== COSA FARE ==
a) Riporta parola per parola il passo dell'articolo su Moratti che parte da "Fu subito vittoria, faceva" e finisce con "constatazione del presente.".
b) Elenca tutte le persone chiamate per nome nell'articolo su Moratti.
c) Traduci in inglese questa frase dell'articolo su Moratti: "In diciotto anni di presidenza Massimo Moratti ha vinto tutto, col coraggio intelligente di chi conosce il mondo."

== ESTRATTO DEL TESTO ==
INTER 18ESIMO ANNIVERSARIO MORATTI / MILANO – Era il 18 febbraio del 1995 quando Massimo Moratti rilevava ufficialmente l’Fc Internazionale da Ernesto Pellegrini, diventando a tutti gli effetti il presidente, coronando così il sogno di proseguire quanto fatto papà Angelo. Diciotto lunghissimi anni costellati di vittorie e sofferenze, di momenti di gioia e delusione, che hanno sempre contraddistinto lo stile del numero uno nerazzurro. Se si aspettava di festeggiare il 18esimo compleanno da presidente dell’Inter, con una vittoria della sua formazione in casa della Fiorentina, Massimo Moratti sarà rimasto senza dubbio sconsolato ed amareggiato. Proprio alla vigilia del suo anniversario, il numero uno del club di corso Vittorio Emanuele avrebbe, di sicuro, fatto a meno della figuraccia fatta al ‘Franchi’.
Diciotto anni di Presidenza
(Inter.it)
“Diciotto anni di Presidenza, ma l’eco sul fatto di essere maggiorenni è talmente surclassata dalle vittorie ottenute, che sembra obsoleto. In diciotto anni di presidenza Massimo Moratti ha vinto tutto, col coraggio intelligente di chi conosce il mondo. In ogni sua sfaccettatura. Niente trucchi, niente mediazioni, solo competenza e senso del calcio, inteso a volte come disciplina di vita. Inter Campus insegna. Anche andando controcorrente, un nuovo protagonista che il 19 febbraio 1995, il giorno dopo, quello di un’eco mediatica che aveva meno rete, meno televisioni, veniva salutato come l’eroe che sognavano gli interisti, qualcun altro lo sognava un po’ meno.
Fu subito vittoria, faceva freddo a San Siro. Era l’inizio di un’avventura che se la sogni pulita, competente, se la sogni nel nome di tuo padre Angelo, che di quella passione ha fatto davvero una leggenda, sai anche che qualcosa ci perderai. Assaggerai l’impegno, la delusione, la fatica, la costante attenzione sul confine che divide la prospettiva del futuro dalla constatazione del presente.

== DATI FORNITI ==
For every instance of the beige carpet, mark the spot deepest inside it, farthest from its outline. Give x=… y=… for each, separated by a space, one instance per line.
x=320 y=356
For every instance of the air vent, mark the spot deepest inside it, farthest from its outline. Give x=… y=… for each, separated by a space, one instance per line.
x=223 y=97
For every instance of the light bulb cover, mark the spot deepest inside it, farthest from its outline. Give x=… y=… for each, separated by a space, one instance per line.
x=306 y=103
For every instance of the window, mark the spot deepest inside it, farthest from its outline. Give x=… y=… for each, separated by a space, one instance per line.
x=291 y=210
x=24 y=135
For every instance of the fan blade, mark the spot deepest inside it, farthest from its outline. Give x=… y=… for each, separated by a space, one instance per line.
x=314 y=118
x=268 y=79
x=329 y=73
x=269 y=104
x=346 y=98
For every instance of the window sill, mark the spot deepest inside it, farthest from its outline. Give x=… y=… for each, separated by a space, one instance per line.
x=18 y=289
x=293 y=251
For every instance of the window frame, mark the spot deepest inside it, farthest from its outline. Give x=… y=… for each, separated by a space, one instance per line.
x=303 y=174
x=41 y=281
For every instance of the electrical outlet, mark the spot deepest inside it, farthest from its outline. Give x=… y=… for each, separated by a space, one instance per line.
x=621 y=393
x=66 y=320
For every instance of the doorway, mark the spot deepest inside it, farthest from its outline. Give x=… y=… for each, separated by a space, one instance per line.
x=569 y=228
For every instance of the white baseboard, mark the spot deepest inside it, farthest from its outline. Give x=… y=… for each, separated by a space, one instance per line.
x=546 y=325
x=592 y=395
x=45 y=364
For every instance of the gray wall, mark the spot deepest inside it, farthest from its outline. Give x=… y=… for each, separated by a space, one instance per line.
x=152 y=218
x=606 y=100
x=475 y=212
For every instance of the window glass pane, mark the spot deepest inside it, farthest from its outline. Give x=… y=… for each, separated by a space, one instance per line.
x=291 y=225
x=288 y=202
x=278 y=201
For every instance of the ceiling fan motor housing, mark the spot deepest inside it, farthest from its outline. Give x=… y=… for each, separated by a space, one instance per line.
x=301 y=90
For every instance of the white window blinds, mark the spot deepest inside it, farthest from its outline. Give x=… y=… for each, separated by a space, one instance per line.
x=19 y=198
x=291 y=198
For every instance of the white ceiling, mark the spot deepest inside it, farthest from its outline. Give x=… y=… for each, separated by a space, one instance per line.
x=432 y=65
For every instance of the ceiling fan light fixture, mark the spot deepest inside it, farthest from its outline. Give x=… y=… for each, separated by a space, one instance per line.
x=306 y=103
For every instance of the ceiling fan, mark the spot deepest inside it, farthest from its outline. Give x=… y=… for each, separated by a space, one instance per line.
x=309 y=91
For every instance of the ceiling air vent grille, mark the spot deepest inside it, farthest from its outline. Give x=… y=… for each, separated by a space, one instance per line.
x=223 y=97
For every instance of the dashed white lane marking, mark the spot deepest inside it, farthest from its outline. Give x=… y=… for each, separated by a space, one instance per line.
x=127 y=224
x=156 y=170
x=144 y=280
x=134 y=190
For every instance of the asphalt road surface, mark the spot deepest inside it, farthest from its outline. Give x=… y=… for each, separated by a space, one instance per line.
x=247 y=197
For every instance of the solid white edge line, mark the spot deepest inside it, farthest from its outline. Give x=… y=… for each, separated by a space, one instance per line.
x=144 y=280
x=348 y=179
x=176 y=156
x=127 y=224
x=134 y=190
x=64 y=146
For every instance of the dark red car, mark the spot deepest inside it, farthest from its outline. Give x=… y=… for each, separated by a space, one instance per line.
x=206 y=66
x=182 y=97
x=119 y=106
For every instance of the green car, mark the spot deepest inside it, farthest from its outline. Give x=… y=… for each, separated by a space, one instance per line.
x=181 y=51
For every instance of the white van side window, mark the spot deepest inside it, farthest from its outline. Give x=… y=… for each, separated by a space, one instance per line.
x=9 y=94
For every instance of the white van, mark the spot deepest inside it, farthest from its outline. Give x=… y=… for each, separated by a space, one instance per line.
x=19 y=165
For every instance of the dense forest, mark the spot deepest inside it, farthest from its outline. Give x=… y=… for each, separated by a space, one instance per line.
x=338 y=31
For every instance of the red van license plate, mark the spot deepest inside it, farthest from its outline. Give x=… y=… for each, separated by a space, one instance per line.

== RISPOSTE ==
a)
Fu subito vittoria, faceva freddo a San Siro. Era l’inizio di un’avventura che se la sogni pulita, competente, se la sogni nel nome di tuo padre Angelo, che di quella passione ha fatto davvero una leggenda, sai anche che qualcosa ci perderai. Assaggerai l’impegno, la delusione, la fatica, la costante attenzione sul confine che divide la prospettiva del futuro dalla constatazione del presente.

b)
- Massimo Moratti
- Ernesto Pellegrini
- Angelo, il padre di Massimo Moratti

c) In eighteen years as president, Massimo Moratti has won everything, with the intelligent courage of someone who knows the world.